I still order books written in French from Amazon France and Canada. We also speak it a bit from time to time at home to keep from loosing all ability. It was such a struggle to learn to speak and survive in day to day life but the trill of a life for us to live there.

Bien venu aux États-Unis.


----------



## b2rtch (Jan 20, 2010)

Bicycle_tom,ou habites tu?


----------



## b2rtch (Jan 20, 2010)

I used the idae of the 1/2 wood clamps as hold downs. 
They work just fine.


----------



## b2rtch (Jan 20, 2010)

I used the idea of the 1/2 wood clamps as hold downs. 
They work just fine.


----------



## velo_tom (Feb 21, 2010)

Bert,
J'habite près de Peoria, dans Illinois. Je travaille chez un entreprise avec des usines en France, donc l'opportunité pour habiter la. Et toi, t'habites près de Salt Lake City?
Tom
et pour tous le monde:

I just got my HF holddowns, they are much smaller than the TFWW ones that Bert and I provide in separate links above.


----------



## velo_tom (Feb 21, 2010)

Sorry for the extra post - wife (me) is trying to figure out how to reduce above pic and it didn't work!! Velo Tom had to leave for work.

Photo should show that not only the upper arm is longer but it is also a lot taller than the small one.

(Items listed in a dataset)
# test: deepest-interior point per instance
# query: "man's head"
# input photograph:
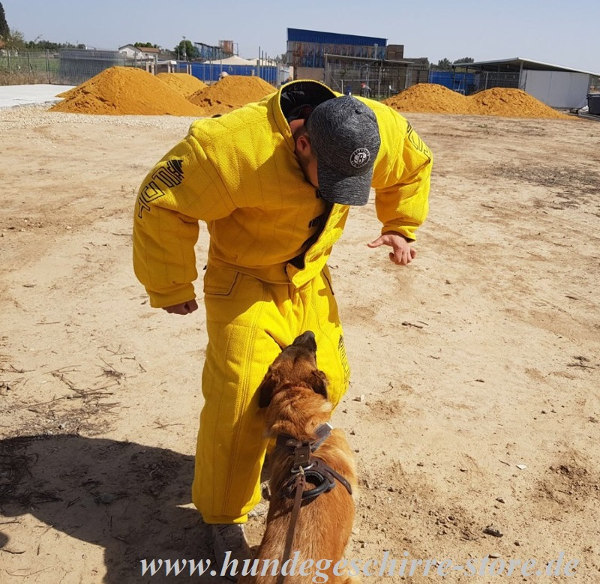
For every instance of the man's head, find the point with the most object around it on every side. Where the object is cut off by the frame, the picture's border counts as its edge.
(337, 148)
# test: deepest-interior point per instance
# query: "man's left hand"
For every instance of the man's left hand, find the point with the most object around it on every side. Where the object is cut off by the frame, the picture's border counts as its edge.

# [EXERCISE PROMPT]
Please list every place name that appears in the French-language lines of the forum thread above.

# [TASK ANSWER]
États-Unis, Peoria, Illinois, France, Salt Lake City